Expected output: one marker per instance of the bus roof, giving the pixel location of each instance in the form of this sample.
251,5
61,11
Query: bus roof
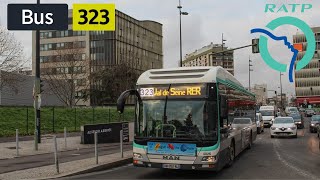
204,74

───

Challenge –
Count how many lines of the records above contain the string "roof", treating uppercase and lowercase letters as different. Reply with the number alone.

Task solution –
2